→ **What to work on**:
Show each line from the entries below that contains the word "find".

***** Input rows

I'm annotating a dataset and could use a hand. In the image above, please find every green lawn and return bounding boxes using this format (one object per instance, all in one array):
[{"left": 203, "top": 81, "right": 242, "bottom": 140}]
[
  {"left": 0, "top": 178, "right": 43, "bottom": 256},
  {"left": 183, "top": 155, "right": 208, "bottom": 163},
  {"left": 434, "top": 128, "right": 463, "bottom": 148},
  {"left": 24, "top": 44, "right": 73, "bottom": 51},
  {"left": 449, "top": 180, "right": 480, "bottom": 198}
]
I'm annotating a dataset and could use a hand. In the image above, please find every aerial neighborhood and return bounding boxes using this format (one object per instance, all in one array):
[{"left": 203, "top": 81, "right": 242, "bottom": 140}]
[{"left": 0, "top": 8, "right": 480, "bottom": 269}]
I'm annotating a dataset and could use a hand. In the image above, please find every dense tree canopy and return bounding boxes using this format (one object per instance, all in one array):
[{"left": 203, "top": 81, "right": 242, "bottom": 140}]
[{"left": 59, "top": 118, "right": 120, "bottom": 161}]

**********
***** Input rows

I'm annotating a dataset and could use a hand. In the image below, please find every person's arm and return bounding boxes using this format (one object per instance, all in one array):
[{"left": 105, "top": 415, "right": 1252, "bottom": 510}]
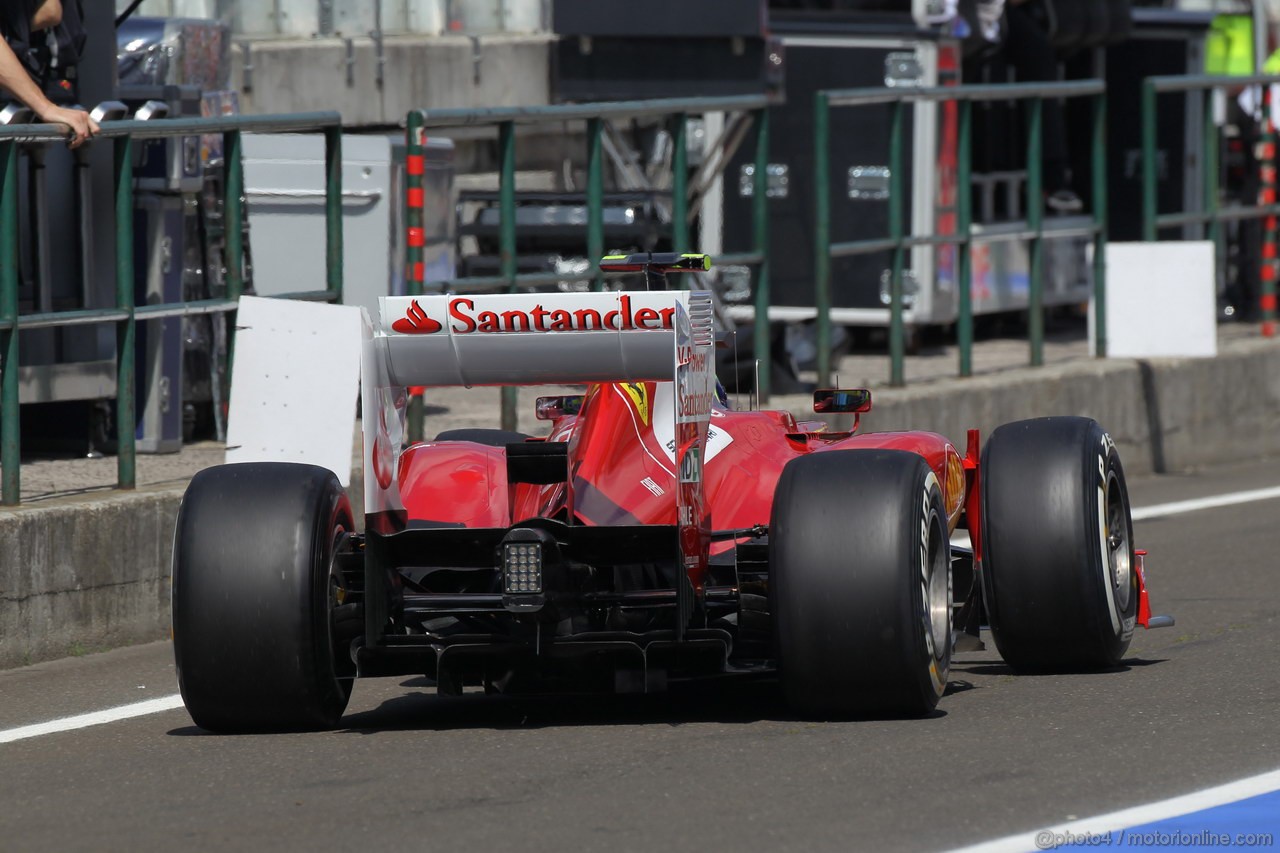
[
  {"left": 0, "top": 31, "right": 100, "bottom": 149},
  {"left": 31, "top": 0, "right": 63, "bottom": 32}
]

**********

→ **Result of the task**:
I'm annotating a dataset and could use a hand. In the image above, please find every green lawn and return bounding boxes using this format (one object per instance, all in one array):
I'm annotating a dataset and could use a hand. In the image above, please find every aerial neighborhood and return bounding boxes using this format (one object per instance, all in one array):
I'm annotating a dataset and could use a hand. In the image above, please find every dense tree canopy and return bounding boxes using this format (one object per instance, all in one array):
I'm annotating a dataset and could use a hand. In the image below, please find every person's arm and return bounding boxes using this format (one object per instance, all in one array):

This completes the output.